— Start of Input —
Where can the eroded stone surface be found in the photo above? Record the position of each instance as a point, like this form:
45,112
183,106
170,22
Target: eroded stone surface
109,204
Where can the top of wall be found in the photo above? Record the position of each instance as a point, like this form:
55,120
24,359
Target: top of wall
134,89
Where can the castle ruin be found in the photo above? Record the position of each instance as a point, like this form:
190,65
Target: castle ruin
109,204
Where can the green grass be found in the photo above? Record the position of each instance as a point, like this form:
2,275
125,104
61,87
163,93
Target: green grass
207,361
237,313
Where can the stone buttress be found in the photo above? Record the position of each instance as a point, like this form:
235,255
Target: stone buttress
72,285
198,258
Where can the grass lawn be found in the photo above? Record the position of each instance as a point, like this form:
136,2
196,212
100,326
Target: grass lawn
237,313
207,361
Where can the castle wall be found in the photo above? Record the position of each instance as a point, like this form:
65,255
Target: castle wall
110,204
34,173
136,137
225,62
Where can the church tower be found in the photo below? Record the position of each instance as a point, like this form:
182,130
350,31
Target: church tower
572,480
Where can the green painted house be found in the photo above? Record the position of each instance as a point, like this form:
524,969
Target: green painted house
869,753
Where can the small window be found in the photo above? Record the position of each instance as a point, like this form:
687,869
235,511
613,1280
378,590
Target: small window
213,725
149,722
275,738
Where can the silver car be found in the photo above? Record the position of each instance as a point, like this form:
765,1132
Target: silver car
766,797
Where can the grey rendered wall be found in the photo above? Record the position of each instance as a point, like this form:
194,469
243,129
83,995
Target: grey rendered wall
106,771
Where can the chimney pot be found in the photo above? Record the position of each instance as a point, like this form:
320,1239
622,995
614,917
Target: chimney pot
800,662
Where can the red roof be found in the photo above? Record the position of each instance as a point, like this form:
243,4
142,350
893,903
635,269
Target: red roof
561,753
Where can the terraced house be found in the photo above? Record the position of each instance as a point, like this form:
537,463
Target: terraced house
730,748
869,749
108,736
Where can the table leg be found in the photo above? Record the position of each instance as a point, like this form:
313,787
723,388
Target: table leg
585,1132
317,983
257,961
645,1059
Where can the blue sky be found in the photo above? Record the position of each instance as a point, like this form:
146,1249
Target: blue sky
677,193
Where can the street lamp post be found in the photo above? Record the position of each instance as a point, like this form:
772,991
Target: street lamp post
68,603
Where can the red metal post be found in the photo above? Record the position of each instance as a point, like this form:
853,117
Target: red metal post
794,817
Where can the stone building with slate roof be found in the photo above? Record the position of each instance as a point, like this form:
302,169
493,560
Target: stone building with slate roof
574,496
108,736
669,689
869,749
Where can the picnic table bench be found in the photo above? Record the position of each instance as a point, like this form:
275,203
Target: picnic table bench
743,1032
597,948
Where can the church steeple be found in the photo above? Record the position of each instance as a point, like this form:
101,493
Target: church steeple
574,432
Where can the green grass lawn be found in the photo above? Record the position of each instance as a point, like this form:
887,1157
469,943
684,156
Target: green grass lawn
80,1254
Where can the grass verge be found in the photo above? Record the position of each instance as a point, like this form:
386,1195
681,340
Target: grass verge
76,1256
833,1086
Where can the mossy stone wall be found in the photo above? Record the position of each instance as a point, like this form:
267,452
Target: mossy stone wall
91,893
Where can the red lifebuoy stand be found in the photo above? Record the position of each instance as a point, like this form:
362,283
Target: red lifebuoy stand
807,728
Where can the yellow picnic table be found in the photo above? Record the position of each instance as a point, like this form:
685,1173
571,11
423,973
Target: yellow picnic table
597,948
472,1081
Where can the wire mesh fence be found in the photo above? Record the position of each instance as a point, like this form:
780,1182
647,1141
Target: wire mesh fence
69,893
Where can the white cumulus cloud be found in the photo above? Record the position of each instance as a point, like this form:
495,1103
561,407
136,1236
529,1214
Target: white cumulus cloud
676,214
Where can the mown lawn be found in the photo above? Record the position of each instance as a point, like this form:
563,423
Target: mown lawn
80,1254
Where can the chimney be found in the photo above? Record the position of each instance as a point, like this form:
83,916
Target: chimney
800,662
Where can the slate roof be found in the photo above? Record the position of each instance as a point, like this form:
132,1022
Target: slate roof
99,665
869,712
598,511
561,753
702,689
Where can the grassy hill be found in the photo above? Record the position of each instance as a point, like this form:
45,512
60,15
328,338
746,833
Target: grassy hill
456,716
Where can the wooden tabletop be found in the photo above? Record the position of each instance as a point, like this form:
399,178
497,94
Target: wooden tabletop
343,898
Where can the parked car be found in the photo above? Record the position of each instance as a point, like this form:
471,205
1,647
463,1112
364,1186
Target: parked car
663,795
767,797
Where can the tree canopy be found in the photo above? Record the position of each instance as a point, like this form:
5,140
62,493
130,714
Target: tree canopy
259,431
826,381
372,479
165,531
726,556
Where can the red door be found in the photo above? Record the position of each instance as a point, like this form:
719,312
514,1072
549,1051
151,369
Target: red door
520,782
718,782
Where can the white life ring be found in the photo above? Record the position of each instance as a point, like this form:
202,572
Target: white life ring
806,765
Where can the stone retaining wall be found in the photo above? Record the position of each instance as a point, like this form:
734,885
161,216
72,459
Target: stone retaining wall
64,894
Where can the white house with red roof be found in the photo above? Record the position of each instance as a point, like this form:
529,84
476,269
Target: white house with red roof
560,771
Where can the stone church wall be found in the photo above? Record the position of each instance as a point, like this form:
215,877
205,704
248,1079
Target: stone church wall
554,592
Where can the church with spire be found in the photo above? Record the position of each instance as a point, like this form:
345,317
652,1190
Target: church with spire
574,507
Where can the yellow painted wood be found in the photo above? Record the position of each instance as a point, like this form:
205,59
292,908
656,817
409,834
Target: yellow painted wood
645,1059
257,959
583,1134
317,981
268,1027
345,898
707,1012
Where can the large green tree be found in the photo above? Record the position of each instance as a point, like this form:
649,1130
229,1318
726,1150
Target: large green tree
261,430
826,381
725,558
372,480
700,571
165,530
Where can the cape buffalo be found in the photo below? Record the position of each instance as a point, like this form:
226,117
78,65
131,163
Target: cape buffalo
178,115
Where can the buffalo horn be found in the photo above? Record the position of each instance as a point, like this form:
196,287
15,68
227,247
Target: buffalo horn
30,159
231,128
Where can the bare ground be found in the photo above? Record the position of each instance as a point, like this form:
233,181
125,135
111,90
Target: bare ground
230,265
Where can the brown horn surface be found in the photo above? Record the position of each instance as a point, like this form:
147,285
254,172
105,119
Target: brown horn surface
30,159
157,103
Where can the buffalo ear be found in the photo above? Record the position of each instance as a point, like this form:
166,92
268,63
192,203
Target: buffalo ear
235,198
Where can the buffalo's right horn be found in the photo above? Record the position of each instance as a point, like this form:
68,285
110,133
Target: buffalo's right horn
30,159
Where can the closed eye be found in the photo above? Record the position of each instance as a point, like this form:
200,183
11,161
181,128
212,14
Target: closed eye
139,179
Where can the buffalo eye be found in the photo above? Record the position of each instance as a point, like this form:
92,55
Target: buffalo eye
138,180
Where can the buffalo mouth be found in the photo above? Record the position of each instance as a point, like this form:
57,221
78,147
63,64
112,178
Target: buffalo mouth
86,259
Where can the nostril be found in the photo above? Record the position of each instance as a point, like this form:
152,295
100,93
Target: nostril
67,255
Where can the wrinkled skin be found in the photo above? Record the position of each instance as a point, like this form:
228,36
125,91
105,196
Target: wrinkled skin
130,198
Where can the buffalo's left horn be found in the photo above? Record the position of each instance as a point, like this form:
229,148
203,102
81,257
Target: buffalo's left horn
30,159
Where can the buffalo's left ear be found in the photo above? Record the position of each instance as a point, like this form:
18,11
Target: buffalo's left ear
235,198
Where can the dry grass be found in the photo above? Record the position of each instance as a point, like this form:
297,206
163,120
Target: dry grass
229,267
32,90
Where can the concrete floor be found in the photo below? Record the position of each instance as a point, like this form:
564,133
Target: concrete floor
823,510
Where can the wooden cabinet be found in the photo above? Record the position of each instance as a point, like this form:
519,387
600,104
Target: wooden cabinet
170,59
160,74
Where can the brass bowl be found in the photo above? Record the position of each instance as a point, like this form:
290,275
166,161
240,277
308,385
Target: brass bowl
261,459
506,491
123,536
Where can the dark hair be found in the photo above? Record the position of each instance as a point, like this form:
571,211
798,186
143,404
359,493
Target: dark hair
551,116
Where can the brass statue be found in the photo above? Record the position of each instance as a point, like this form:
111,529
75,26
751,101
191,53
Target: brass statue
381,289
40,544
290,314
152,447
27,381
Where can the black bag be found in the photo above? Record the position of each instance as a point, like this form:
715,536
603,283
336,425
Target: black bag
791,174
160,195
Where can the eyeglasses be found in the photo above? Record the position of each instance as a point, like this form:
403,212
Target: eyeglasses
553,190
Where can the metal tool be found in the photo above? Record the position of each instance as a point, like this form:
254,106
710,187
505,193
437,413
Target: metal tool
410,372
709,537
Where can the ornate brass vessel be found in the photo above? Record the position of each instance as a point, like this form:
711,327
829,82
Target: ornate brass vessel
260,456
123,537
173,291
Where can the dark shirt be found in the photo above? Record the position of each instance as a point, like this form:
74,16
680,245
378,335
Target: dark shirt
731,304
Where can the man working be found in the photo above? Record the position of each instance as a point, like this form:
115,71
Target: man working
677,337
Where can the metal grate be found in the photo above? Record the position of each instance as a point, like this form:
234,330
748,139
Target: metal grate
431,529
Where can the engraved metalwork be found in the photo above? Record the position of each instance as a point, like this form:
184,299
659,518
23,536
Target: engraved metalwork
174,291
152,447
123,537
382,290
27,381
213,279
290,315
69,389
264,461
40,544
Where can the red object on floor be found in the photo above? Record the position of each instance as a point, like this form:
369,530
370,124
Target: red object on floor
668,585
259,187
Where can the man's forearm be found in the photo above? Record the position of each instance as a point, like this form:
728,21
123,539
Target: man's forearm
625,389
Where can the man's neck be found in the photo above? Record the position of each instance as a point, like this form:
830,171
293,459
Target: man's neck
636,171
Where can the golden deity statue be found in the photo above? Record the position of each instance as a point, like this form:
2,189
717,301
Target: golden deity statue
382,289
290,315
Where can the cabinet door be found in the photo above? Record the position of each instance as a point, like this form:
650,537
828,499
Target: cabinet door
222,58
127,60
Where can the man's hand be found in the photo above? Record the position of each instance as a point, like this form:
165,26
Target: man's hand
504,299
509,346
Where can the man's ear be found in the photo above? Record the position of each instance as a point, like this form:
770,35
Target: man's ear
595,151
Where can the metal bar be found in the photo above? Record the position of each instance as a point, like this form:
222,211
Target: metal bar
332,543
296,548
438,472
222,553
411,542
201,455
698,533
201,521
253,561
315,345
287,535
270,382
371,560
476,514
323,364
— End of Input —
* _What to produce_: Write out only the final block of lines, starting at the line with "Where can the man working" and running to the end of the material.

* _Task response_:
Where can the man working be found in the photo above? Record the position of each instance as a point, like this form:
115,71
Target: man working
677,337
Where can the metal grate be found in the photo above? Record the position of each instance as a point, like this form:
234,330
748,139
Target: metal grate
431,529
Where can the engraved metalwork be found in the photo above? Record the position of each instance as a point, like this form:
184,299
659,518
23,536
Target: engraved metalwork
174,291
152,447
123,537
382,290
27,381
213,279
290,315
69,389
264,461
40,544
Where can the red object on floor be found in the photo above? Record the position of each instance as a point, like this form:
369,530
370,124
Target: red object on floor
668,585
259,187
Where can the man's forearm be found in the photo above? Record the position of each instance as a point, like this form:
728,21
123,539
Target: man's forearm
625,389
Where can the man's neck be found in the photo above? Record the position of each instance as a point, like this form:
830,171
293,459
Target: man's neck
636,171
Where can the golden deity statue be found in the photo above? Record the position of each instance as a point, like this form:
2,189
717,301
Target: golden deity statue
382,289
290,315
Where can the cabinet door be found in the photo above? Record the position of each instance as a point, like this form:
650,537
828,499
Target: cabinet door
222,58
127,60
Where can the man's hand be found in the photo above? Record the position of each instance as a point, like this form:
165,26
Target: man's hand
504,299
509,346
Where can the man's ear be found in the photo above? Record the position of each instance as a point, like this form:
770,35
Target: man's ear
595,151
Where can the metal bar be found in the photo above? Record the position of each instance as a point, like this form:
222,211
Target: metal bar
332,543
296,548
438,472
222,553
411,542
201,455
698,533
201,521
253,561
315,345
287,535
270,382
371,560
476,514
323,364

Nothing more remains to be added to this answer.